If you’ve read our programmes over the last few years, you may have noticed us banging on about Illyria being Equity-compliant - adhering to the rules for professional outdoor touring theatre set out by the actors’ union.


Illyria pays its actors a fair living wage, meeting the professional minimum. We provide good quality accommodation and a meal allowance, and we provide basic legal minimum rights such as holiday pay, overtime etc, where accrued.


Unfortunately, the stark fact is that a lot of companies operating in the outdoor touring theatre sector DO NOT do this. In fact, many pay their actors less than the National Minimum Wage and, in contravention with employment law, do not provide any of the rights mentioned above.


This allows these non-compliant companies to cut their overheads and reduce the fee they charge venues. This in turn has driven down the fees that all companies in the sector, Equity-compliant and non-compliant, can charge to venues, to a point where being Equity-compliant is almost unfeasible.


What's even more galling is that some of these companies also received assistance from the Culture Recovery Fund - using public money to rescue their company, whilst continuing to pay actors unacceptably low wages.


What can you do to help?

Our simple message is that you, the audience, should only ever support companies that are Equity-compliant and pay a fair living wage to their actors.

These companies, like us, will advertise their compliance loudly and proudly. Look for the Equity logo [see image] and don’t be fooled by companies using weasel-words on their website such as "committed to", “endeavouring for” or “working towards” Equity compliance. If they’re still endeavouring after so many years they can’t, in our opinion, be trying that conscientiously!

TASK REQUIREMENTS — Please output the passage on Equity compliance word for word, between "Illyria pays its" and "etc, where accrued.", inclusive.

EXTRACTED INFORMATION —
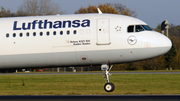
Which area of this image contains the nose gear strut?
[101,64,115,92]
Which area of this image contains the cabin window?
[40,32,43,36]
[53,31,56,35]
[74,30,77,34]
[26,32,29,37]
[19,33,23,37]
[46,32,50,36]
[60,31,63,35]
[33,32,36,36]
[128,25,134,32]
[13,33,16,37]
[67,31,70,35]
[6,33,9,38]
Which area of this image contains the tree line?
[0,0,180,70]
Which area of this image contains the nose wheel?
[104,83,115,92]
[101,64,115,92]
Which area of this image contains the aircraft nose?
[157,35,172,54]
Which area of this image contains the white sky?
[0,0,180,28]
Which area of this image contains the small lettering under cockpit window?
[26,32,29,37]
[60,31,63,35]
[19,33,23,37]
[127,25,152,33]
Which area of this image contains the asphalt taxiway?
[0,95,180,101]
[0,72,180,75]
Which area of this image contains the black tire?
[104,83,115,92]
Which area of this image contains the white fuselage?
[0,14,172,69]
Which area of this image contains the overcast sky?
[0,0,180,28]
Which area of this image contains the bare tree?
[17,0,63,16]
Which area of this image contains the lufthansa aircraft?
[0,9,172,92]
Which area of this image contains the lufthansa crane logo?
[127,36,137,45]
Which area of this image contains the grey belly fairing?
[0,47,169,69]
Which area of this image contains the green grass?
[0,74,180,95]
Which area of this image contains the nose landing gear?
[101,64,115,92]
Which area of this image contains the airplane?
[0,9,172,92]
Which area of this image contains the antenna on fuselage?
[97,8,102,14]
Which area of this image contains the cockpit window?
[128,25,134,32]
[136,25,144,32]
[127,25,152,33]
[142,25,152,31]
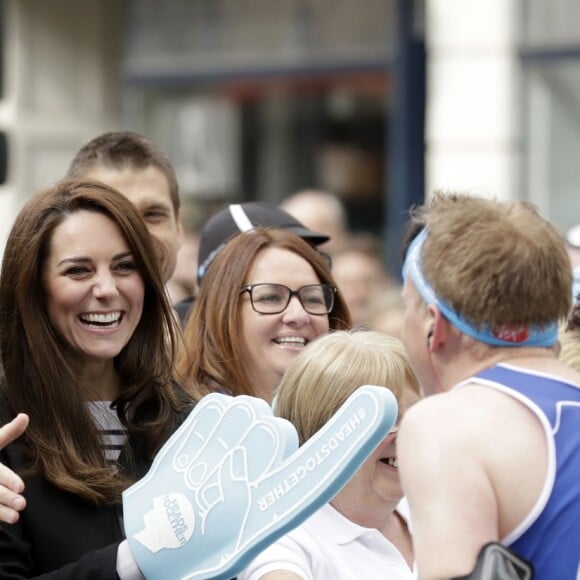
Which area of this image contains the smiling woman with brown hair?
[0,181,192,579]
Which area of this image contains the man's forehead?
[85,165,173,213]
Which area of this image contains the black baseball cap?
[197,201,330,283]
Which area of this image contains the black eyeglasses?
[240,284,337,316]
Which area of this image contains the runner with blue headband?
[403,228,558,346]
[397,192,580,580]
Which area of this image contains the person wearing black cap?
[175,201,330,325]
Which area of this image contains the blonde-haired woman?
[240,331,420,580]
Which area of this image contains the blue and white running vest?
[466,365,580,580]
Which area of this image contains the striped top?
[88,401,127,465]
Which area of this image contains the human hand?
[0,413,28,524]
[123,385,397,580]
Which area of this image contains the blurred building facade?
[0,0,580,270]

* * *

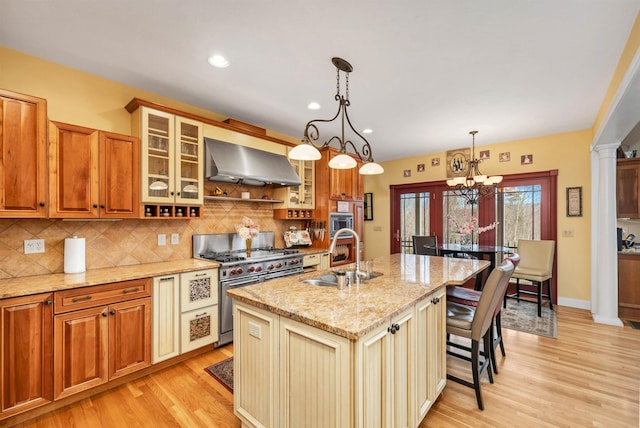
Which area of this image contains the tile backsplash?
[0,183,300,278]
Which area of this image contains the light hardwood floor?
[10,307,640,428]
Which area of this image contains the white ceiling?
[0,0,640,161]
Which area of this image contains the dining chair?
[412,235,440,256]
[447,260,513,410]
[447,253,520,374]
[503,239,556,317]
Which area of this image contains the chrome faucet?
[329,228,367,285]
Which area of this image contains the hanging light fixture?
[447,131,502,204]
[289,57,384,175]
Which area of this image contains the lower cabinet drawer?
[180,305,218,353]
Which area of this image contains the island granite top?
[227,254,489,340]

ANSWER TO THE EXERCISE —
Illyria pays its actors a fair living wage, meeting the professional minimum. We provide good quality accommodation and a meal allowance, and we provide basic legal minimum rights such as holiday pay, overtime etc, where accrued.